Supplied records START

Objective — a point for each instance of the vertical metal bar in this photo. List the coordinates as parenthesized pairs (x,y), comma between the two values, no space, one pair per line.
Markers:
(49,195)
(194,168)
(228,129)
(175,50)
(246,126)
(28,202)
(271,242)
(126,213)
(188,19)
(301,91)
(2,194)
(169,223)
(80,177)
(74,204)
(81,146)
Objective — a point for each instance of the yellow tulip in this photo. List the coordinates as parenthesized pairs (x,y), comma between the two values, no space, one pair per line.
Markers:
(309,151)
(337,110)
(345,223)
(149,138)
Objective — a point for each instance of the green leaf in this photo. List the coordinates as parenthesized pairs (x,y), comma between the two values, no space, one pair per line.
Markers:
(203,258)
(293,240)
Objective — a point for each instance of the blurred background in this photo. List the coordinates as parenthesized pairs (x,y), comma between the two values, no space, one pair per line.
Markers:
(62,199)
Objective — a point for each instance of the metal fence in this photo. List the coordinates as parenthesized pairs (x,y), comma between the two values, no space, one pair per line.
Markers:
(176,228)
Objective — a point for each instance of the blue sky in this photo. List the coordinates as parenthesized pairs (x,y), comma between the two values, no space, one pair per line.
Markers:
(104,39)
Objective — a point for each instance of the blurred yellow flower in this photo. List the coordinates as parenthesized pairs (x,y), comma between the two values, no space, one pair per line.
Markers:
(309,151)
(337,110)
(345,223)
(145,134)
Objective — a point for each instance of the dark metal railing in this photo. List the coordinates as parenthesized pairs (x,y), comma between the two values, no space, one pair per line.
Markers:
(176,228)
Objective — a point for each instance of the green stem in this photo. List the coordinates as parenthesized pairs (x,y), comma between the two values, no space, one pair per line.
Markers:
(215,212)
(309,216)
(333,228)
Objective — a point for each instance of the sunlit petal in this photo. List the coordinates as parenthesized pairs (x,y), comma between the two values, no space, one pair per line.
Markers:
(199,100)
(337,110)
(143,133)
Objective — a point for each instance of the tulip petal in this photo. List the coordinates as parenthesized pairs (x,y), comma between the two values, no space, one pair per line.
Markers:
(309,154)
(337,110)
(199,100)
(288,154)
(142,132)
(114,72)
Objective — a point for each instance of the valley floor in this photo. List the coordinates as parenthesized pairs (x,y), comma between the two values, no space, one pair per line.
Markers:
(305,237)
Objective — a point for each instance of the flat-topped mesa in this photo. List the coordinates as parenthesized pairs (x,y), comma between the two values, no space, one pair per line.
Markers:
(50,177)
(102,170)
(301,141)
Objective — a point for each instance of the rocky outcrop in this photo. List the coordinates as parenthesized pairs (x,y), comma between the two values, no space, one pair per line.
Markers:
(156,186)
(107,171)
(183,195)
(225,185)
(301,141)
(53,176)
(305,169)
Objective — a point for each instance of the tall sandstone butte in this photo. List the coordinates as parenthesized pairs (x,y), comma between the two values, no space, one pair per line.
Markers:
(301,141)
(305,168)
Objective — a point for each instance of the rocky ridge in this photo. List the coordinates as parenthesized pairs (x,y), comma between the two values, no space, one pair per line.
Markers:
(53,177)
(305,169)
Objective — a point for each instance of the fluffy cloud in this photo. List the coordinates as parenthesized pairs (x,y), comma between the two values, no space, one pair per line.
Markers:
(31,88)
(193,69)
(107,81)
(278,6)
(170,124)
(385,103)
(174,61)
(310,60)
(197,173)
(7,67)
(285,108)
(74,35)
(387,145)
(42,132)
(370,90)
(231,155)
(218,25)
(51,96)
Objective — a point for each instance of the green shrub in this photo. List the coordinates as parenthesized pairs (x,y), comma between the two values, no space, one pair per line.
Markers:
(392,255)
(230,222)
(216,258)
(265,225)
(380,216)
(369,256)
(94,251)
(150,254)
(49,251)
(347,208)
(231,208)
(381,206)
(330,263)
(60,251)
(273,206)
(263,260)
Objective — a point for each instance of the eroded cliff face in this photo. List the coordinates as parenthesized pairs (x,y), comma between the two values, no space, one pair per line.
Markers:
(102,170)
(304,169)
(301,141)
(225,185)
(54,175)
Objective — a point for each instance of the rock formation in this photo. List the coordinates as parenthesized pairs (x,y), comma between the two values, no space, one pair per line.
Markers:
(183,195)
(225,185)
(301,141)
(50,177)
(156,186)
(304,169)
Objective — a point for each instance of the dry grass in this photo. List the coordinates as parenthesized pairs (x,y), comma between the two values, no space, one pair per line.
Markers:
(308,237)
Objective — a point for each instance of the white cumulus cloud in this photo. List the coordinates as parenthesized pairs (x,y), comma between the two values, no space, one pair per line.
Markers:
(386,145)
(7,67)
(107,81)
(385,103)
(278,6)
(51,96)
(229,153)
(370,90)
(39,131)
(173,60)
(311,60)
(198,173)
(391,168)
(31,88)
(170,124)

Supplied records END

== Task instructions ==
Look through the entries, and return every line that the word "petal" appears in.

== Finished exercise ==
Objective — a point for each instance of the sunlit petal in this photo. List the coordinates as parenthesized pairs (x,y), comma between the two values, no space, one pair per line.
Objective — a point for each instance of the tulip petal in this photo. List the coordinates as parenthesized pairs (x,y), comma between the two values, no space, one pair per line.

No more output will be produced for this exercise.